§ Bereitgestellte Daten
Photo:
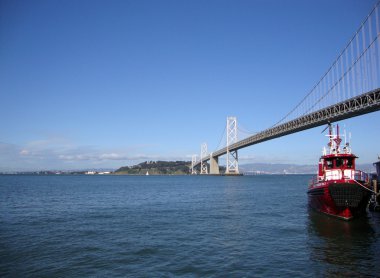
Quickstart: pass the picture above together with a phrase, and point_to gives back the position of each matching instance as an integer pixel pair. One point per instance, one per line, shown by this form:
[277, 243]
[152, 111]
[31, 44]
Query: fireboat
[339, 189]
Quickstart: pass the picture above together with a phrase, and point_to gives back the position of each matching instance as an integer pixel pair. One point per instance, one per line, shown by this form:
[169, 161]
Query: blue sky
[92, 84]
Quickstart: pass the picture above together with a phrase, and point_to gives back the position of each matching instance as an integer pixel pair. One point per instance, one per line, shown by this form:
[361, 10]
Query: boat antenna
[328, 125]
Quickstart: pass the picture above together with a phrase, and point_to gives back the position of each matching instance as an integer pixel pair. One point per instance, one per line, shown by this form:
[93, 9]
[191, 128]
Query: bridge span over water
[349, 88]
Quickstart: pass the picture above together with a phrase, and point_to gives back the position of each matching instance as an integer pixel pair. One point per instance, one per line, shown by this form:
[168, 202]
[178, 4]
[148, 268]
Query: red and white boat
[339, 189]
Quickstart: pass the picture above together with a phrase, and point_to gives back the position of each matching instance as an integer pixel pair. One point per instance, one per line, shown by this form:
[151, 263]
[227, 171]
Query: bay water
[168, 226]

§ Schriftliche Aufgabe
Tauschen Sie in allen Datensätzen oben „Query“ gegen „Prompt“ aus, und geben Sie die Zeilen ansonsten unverändert wieder. Lassen Sie die Bilder in Ihrer Antwort weg.

§ Ergebnis der Übung
Photo:
Quickstart: pass the picture above together with a phrase, and point_to gives back the position of each matching instance as an integer pixel pair. One point per instance, one per line, shown by this form:
[277, 243]
[152, 111]
[31, 44]
Prompt: fireboat
[339, 189]
Quickstart: pass the picture above together with a phrase, and point_to gives back the position of each matching instance as an integer pixel pair. One point per instance, one per line, shown by this form:
[169, 161]
Prompt: blue sky
[92, 84]
Quickstart: pass the picture above together with a phrase, and point_to gives back the position of each matching instance as an integer pixel pair. One point per instance, one per line, shown by this form:
[361, 10]
Prompt: boat antenna
[328, 125]
Quickstart: pass the picture above together with a phrase, and point_to gives back the position of each matching instance as an integer pixel pair. One point per instance, one per line, shown by this form:
[93, 9]
[191, 128]
Prompt: bridge span over water
[349, 88]
Quickstart: pass the picture above together with a phrase, and point_to gives back the position of each matching instance as an integer pixel pair. One point per instance, one per line, shown by this form:
[168, 202]
[178, 4]
[148, 268]
Prompt: red and white boat
[339, 189]
Quickstart: pass the picture above together with a phrase, and point_to gives back the position of each matching instance as an integer pixel pair. One point per instance, one per line, shown by this form:
[151, 263]
[227, 171]
Prompt: bay water
[168, 226]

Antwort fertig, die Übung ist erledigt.